Symbolika polskiego logo jest czytelna.
opublikowano: 19-01-2012
EUROszajs i kosztowna prezentacja tuskolandii (429mln zł na pół roku zabaw) w stylu "zastaw się i postaw się" - zabrać emerytom a dać zabawnikom eurolandii...Duński rząd zapowiedział wyjątkowo oszczędną prezydencję, stosowną
do czasu kryzysu. Na potrzeby związane z przewodniczeniem Radzie UE
zarezerwowano tylko 35 milionów euro. Polska na ten cel wydała według
oficjalnych danych 3x więcej - niemal 100 milionów euro.
- Dania na przewodnictwo UE wyda tylko ułamek tego, co inne
kraje. Pomimo tego będziemy efektywni i kompetentni - zapowiedział minister
ds. europejskich Danii Nicolai Wammen.
Duński rząd ma "nie oferować tylu
prezentów dla dygnitarzy, jak to było dotychczas przyjęte", dodał
polityk.
W ramach oszczędności zrezygnowano na przykład z butelkowanej wody mineralnej
na rzecz "czystej duńskiej wody z kranu". Jak powiedział Wammen,
"bardziej niż kiedykolwiek wcześniej", będzie wykorzystywany
transport publiczny.
Najdroższym prezentem dla zagranicznych gości będzie
budzik wart 90 euro za sztukę.
Tymczasem rządzący Polską bez pytania i zgody społeczeństwa
zaoferowali
kolorowe bączki w "ludowych strojach", srebrne spinki do koszul i
skórzane aktówki - to tylko niektóre upominki, które podczas polskiej prezydencji były
wręczane zagranicznym delegacjom. Koszt wszystkich upominków znacznie
przekroczył założone milion złotych.
Spinki do mankietów, których MSZ zamówił 167 par, wykonane są ze srebra
oraz charakterystycznego dla Polski krzemienia pasiastego, zwanego
"polskim diamentem", który występuje pod Sandomierzem.
Spinki oraz skórzane aktówki zaliczane są do zestawu upominków dla VIP-ów,
czyli szefów rządów państw oraz ministrów. Aktówki w kolorach czarnym i
naturalnym wykonane są z materiału pochodzącego z Podhala. MSZ zamówił 360 takich aktówek.
Jeden zestaw spinek kosztował 358 złotych, co daje łączny koszt za
wszystkie 59 786 złotych. Każda aktówka została przez producenta wyceniona
na 147 złotych, czyli łącznie ich zakup wymagał od MSZ wydania 52 920 złotych.
O cenach innych specjalnych "prezentach" nic nie wiemy.

▸ Treść polecenia
Kontynuuj powyższy tekst o kosztach polskiej i duńskiej prezydencji w Radzie UE, zaczynając od miejsca, w którym się kończy.

▸ Zbiór danych
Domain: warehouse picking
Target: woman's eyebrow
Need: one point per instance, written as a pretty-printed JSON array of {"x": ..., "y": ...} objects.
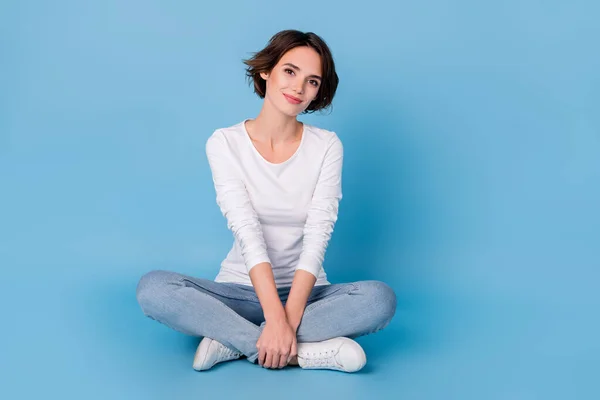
[{"x": 296, "y": 68}]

▸ Odpowiedź
Szybko odczytane logo polskiej prezydencji
"Logo polskiej prezydencji w UE
zawiera 6 strzałek skierowanych w górę, które symbolizują wzrost podatków,
cen, liczby podsłuchów, wzrost bezrobocia, deficytu budżetowego oraz
zadowolenia z siebie ekipy rządzącej ;)
i niestety akurat symbolika tego logo sprawdziła sie w 100%
Koszty prestiżu
Duńskie 35 milionów euro to bardzo mało w porównaniu z wcześniejszymi zwyczajami. Do
tej pory rekordzistą jest Francja, która z odpowiednim dla swoich ambicji
rozmachem, wydała na sześciomiesięczne prestiżowe przewodzenie UE 171 milionów
euro.
Szefom państw przybywających z wizytami wręczano między innymi wieczne pióra
marki Dupont (warte w sklepie około tysiąca euro), a ich żonom ekskluzywne
torebki marki Hermes, które należą do najdroższych na świecie.
Warszawie do Paryża trochę brakuje, ponieważ Polska wydała na prezydencję w
latach 2010-2012 429 miliony złotych (około 96 mln euro).
Więcej:
KIBICE
DO ODSTRZAŁU , czyli przeżyliśmy rusków przeżyjemy i tusków... :-)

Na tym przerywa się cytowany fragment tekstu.